Written exercise: Collect every line of the material below that contains the string "ceiling", treating uppercase and lowercase as different.

Data provided:
----

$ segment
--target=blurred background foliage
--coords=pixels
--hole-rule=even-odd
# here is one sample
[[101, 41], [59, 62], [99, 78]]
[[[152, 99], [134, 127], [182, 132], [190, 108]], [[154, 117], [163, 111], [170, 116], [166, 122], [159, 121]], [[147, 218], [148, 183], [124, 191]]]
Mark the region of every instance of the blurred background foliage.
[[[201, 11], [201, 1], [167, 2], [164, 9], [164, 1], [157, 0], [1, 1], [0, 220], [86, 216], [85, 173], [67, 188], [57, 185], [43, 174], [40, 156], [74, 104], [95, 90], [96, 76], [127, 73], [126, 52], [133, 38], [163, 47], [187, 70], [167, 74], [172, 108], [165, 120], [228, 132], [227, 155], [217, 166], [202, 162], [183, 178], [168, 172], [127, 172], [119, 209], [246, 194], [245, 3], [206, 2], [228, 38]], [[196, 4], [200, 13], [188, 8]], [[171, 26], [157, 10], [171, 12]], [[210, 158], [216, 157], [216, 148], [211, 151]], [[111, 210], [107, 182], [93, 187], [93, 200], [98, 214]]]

----

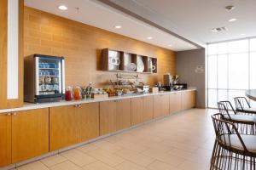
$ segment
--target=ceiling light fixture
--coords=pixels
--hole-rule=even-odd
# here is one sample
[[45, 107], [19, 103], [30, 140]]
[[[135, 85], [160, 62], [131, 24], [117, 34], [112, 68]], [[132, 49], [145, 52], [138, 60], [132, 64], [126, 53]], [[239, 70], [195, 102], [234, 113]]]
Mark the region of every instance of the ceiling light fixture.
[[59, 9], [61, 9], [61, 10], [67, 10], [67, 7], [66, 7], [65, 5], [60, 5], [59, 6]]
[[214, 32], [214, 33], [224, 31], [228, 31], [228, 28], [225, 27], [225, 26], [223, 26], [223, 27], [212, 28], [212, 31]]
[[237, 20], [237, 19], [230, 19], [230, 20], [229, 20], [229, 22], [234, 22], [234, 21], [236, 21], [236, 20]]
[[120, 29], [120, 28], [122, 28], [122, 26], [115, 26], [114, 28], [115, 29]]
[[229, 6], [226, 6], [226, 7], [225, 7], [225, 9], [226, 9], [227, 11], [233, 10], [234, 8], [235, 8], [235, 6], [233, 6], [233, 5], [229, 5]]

----

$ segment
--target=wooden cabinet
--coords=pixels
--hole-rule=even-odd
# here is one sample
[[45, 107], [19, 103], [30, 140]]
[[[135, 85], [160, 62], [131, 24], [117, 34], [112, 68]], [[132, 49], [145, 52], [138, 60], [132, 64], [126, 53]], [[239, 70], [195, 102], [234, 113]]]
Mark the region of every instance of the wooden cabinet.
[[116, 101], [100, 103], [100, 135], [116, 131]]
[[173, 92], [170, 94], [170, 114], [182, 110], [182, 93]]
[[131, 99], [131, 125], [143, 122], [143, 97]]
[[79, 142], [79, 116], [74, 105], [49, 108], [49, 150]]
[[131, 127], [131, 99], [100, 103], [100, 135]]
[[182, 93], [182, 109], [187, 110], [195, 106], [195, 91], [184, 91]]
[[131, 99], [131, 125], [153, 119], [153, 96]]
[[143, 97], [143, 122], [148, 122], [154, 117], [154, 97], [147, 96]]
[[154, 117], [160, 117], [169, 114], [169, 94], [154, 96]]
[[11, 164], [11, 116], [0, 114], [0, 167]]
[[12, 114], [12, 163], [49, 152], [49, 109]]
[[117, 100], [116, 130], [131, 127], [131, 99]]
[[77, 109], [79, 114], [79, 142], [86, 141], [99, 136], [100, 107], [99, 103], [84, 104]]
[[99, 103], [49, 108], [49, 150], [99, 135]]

----

Answer to the task:
--target=ceiling light fixture
Mark the region of every instance of the ceiling light fixture.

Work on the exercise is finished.